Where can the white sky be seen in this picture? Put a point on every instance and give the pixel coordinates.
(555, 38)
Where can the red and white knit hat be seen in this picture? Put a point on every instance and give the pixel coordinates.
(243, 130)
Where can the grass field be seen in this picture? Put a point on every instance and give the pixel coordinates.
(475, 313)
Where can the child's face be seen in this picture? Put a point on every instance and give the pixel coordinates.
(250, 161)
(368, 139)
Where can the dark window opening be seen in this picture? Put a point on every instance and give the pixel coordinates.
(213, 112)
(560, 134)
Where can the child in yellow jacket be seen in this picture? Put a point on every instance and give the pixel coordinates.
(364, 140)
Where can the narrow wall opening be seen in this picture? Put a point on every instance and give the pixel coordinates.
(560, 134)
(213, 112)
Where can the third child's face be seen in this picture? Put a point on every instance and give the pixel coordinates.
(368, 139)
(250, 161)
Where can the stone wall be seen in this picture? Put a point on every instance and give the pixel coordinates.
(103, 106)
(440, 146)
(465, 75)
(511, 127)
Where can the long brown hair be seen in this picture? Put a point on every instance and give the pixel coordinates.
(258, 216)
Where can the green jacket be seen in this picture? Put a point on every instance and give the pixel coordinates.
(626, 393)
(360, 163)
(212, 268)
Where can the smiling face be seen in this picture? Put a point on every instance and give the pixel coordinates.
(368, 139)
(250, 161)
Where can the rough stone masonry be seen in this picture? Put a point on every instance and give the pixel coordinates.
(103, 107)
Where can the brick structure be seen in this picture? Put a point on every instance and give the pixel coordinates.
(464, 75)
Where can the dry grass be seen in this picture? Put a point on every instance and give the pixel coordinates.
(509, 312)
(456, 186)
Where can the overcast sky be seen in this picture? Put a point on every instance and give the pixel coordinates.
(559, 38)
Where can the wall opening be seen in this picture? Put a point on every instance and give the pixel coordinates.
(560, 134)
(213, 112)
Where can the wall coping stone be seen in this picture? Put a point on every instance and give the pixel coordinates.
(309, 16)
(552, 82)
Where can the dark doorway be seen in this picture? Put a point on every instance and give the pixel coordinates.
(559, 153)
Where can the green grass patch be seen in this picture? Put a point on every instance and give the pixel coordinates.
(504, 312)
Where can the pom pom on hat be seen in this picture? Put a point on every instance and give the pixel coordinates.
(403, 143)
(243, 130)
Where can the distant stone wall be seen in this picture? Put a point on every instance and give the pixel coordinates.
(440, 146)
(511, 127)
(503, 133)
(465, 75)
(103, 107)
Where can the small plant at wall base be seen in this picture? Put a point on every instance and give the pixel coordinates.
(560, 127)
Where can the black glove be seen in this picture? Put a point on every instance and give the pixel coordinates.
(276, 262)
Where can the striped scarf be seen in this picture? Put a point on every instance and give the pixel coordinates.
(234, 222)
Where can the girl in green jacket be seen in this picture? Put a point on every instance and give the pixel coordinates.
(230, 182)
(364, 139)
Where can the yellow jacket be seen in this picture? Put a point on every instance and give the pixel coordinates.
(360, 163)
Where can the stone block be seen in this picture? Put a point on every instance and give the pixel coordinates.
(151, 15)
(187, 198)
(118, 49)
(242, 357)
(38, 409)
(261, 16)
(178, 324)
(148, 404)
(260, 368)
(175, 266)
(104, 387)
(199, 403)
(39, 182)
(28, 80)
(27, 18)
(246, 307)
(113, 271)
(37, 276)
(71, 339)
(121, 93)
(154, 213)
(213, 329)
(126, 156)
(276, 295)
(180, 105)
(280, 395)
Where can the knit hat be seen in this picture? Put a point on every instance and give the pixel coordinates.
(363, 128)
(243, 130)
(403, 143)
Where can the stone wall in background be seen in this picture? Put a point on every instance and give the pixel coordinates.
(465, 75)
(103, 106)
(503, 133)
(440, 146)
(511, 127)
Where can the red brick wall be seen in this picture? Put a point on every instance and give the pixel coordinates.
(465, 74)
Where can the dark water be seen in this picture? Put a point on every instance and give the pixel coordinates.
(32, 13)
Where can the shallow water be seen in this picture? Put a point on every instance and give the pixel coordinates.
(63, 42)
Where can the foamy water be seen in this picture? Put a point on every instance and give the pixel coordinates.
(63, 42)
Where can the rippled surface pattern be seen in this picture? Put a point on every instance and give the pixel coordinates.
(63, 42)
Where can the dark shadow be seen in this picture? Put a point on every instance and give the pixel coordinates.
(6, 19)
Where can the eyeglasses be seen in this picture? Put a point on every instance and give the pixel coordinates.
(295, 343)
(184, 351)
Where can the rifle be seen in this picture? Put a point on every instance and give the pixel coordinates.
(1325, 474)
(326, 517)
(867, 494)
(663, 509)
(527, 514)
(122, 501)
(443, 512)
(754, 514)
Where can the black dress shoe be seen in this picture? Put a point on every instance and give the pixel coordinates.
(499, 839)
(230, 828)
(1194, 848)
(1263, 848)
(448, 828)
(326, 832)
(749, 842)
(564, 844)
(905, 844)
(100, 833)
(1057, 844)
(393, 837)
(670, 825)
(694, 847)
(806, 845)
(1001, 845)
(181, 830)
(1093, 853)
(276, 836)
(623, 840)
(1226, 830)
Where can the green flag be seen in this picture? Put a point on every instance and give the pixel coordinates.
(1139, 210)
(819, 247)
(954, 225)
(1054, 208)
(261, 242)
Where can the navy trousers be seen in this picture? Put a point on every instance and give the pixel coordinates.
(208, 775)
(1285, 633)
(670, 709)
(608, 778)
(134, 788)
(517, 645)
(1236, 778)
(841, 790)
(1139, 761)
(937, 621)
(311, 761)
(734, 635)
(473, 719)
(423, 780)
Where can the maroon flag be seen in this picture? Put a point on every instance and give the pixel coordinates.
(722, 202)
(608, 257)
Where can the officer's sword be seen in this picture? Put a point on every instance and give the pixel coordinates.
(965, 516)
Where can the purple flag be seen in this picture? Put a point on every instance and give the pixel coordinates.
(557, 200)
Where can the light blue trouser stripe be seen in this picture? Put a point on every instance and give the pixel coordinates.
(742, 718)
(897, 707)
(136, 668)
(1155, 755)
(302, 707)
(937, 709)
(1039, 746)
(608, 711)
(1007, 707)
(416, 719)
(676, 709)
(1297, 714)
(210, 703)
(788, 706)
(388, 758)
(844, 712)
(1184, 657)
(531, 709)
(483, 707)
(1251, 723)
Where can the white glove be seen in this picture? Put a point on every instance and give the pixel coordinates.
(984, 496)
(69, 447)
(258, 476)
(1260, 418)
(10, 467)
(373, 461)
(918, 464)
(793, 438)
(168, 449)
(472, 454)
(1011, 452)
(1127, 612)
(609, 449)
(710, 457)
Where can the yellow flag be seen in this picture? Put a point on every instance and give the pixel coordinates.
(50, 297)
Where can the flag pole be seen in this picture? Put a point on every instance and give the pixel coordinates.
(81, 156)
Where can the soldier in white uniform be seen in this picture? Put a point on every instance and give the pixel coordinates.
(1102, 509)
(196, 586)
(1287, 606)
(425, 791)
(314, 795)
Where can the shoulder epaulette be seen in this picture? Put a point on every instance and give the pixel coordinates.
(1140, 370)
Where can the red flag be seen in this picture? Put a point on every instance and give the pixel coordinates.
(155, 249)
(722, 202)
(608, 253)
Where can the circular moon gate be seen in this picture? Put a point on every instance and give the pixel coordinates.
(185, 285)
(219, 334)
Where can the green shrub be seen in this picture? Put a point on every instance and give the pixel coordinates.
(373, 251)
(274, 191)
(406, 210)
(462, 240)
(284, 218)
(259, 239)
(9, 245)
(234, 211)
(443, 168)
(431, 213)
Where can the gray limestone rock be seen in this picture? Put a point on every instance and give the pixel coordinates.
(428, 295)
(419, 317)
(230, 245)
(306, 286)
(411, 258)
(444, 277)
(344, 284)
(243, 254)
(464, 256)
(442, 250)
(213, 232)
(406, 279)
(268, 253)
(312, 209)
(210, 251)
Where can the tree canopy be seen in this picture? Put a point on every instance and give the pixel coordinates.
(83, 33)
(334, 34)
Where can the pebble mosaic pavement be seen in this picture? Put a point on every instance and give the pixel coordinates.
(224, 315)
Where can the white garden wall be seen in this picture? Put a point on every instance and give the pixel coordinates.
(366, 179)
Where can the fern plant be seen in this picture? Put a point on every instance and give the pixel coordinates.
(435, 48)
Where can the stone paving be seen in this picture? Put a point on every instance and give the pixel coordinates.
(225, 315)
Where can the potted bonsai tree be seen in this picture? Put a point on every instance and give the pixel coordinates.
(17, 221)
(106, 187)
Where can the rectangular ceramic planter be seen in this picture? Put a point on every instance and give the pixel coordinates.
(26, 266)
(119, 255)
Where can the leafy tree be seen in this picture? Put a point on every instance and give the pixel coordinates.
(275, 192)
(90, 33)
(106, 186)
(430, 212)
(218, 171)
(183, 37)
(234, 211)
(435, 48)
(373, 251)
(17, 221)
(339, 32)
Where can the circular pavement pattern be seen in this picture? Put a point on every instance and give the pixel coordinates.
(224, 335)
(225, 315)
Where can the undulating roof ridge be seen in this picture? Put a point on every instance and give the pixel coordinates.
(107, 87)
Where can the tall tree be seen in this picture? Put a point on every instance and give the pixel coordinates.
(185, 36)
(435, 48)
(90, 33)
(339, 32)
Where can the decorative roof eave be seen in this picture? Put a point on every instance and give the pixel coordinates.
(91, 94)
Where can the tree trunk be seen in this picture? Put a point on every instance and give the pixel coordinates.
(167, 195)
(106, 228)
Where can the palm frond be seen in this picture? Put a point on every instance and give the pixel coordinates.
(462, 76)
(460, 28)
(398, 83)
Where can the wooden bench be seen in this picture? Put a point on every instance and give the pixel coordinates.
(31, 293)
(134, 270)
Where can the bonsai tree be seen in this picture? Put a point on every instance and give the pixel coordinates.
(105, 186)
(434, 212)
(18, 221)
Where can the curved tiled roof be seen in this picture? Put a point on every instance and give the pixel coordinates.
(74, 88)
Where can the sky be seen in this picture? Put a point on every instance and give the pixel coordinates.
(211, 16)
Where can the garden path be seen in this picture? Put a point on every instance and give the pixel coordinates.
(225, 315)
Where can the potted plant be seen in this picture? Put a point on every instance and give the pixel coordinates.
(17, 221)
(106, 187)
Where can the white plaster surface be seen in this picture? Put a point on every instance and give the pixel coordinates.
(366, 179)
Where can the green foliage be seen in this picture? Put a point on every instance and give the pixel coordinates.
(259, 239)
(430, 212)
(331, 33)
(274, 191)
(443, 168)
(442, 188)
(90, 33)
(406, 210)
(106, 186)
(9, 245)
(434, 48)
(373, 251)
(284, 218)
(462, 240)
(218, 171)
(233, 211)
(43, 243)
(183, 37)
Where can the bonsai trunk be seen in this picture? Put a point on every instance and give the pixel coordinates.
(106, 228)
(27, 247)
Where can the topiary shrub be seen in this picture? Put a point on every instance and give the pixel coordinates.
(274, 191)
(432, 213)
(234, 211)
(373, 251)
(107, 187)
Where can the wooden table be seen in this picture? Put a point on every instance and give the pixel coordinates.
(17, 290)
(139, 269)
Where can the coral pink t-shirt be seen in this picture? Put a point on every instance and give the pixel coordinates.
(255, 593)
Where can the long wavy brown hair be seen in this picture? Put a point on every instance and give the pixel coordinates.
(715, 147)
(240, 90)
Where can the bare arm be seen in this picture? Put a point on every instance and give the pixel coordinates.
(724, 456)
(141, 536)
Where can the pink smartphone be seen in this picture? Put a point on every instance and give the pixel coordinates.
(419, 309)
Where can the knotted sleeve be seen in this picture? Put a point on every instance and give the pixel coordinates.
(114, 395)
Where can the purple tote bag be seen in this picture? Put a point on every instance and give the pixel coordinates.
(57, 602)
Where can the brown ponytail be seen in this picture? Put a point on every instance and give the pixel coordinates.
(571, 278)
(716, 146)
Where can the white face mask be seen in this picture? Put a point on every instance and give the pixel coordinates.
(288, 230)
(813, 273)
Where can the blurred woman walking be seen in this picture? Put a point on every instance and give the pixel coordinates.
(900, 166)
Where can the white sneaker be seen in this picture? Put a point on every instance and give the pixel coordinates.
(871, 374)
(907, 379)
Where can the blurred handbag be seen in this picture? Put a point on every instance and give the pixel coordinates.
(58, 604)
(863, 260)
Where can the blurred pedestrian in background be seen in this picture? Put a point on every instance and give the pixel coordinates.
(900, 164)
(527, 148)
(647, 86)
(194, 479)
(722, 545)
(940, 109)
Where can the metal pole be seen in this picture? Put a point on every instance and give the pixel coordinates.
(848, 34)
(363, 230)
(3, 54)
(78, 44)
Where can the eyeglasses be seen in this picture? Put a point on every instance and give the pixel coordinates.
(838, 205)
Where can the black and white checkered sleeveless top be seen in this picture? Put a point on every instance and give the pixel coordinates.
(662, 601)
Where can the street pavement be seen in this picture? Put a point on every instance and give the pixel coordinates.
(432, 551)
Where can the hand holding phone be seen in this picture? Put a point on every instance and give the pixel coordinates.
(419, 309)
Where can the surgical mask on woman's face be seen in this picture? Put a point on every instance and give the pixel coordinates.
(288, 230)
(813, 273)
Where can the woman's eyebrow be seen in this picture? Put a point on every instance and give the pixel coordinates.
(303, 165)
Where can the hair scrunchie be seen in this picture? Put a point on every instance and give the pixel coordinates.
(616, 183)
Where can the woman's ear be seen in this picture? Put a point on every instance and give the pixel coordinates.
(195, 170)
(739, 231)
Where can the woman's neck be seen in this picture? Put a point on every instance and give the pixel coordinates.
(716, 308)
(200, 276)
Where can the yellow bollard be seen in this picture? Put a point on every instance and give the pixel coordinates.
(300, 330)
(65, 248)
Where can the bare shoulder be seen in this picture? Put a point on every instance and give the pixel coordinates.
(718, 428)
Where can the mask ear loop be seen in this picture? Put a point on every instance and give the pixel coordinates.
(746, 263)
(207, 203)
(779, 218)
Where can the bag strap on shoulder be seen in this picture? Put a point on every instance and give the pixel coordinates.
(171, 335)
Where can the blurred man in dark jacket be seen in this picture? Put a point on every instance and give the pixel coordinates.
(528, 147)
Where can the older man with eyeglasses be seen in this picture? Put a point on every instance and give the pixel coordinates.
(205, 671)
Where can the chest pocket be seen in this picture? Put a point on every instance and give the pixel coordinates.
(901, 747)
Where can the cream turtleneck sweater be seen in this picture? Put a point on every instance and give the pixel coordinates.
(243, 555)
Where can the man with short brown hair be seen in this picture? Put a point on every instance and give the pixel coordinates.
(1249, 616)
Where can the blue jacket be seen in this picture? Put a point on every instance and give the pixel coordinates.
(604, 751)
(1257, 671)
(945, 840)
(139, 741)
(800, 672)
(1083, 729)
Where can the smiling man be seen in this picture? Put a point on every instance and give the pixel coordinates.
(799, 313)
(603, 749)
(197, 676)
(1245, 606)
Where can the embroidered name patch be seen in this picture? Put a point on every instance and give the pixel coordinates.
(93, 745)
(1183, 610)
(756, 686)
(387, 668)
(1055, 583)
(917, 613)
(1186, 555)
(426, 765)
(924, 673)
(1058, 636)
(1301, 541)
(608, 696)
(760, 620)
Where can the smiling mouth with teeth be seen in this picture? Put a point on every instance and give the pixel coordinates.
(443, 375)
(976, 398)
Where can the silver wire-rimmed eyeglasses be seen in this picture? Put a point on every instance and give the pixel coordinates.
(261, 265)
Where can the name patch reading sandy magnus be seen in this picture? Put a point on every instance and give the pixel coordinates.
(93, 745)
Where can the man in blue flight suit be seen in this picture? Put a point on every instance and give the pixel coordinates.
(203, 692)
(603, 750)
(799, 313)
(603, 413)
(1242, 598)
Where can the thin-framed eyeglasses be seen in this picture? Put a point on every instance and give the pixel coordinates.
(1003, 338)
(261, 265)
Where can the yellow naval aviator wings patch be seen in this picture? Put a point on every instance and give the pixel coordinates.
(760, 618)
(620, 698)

■ ■ ■ ■

Give the data from the line containing "Where can the thin-framed" up to and including its last line as a JSON list of strings, one string per line, with blank lines left out.

* **RESULT OF THE EXERCISE**
[
  "Where can the thin-framed eyeglasses be seen in this picture? Put a point on every instance and give the pixel coordinates.",
  "(1003, 338)",
  "(261, 265)",
  "Where can the yellow naval aviator wings patch be seen in this picture? Put a point on every instance and give the pixel coordinates.",
  "(760, 618)",
  "(620, 698)"
]